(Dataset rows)
▼▼▼
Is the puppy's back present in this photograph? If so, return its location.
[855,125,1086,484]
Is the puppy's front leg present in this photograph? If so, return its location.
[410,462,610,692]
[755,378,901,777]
▲▲▲
## What to work on
Starting at the line containing "Is the puppy's front" and continuing to the end of the listing, reproduce every line, requests included, but scale each bounding box coordinate in the answers by 1.85 and round to whole numbers, with halves rounding up.

## Result for this exercise
Is the puppy's front leg present in this photograph? If so, return its location.
[759,855,1129,1280]
[1397,699,1667,1437]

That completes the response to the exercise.